### ページ抜粋
<<<<

唯一無二のサウンド、ニンテンドーコア炸裂!!!HORSE THE BAND、ROADRUNNER移籍第一弾作品登場!!!

Writer MAY-E

ハードコアの攻撃性にテレビ・ゲームのようなレトロな8ビットサウンドをブレンドする唯一無二の音楽性。それを自ら<ニンテンドーコア>と呼ぶHORSE THE BAND、4作目となるニュー・アルバム『DESPERATE LIVING』がいよいよ完成した。

ワープトツアーをはじめ、日本を含む45ヶ国をまわった08年のワールドツアー<EARTH TOUR>など精力的にツアーを重ね、MySpaceをはじめとしたSNSでもファンベースを拡大させてきた彼らの満を持しての新作だ。本国ではVagrant Recordsからのリリースだが、本作は日本・オーストラリア・ニュージーランドではロードランナーへの移籍第一弾作品となる重要作品でもある。

>>>>

### 演習課題 A
ページ抜粋によると、HORSE THE BANDは自らの音楽性を何と呼んでいるか答えよ。

### 提供データ
<<<<

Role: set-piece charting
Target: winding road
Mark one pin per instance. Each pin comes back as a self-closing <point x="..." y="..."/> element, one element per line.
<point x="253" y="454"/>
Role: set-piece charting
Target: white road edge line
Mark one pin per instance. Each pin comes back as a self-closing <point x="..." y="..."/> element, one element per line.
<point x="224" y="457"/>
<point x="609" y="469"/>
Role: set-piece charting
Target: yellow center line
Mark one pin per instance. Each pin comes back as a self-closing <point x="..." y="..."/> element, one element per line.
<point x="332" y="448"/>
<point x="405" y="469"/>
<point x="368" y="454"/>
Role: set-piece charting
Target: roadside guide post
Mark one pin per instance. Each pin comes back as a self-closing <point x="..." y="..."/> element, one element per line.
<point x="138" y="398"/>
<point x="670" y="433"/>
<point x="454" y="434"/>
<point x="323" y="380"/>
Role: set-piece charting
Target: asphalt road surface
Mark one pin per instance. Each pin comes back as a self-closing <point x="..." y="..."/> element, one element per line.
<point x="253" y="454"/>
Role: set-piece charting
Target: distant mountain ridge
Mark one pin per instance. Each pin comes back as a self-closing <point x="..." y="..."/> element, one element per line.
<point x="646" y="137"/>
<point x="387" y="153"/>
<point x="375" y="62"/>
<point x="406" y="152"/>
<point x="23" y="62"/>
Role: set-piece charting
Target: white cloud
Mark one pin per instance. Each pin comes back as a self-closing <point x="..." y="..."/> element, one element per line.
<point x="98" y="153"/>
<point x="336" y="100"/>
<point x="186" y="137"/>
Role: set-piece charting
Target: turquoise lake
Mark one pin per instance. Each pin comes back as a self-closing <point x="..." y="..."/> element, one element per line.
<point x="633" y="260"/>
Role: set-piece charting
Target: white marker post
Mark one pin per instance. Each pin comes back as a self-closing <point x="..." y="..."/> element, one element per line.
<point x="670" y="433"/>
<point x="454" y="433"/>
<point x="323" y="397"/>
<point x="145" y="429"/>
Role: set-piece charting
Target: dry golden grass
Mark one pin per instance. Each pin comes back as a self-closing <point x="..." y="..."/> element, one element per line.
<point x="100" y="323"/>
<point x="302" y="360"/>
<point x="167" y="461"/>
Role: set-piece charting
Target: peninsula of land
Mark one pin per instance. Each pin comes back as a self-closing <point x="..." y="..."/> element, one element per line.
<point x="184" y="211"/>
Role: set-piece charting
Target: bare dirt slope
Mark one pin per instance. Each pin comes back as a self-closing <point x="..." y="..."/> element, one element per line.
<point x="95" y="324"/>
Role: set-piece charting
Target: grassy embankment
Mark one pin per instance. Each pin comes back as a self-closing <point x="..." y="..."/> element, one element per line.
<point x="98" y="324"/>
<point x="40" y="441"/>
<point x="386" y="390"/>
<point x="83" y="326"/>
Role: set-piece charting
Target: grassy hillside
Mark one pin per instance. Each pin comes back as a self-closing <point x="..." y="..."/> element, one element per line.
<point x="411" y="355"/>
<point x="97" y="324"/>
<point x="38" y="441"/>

>>>>

### 演習課題 B
エントリーの中から、文字列「post」を含む行をすべて探し、そのまま書き出せ。大文字と小文字は区別する。

### 解答 A
ニンテンドーコア

### 解答 B
Target: roadside guide post
Target: white marker post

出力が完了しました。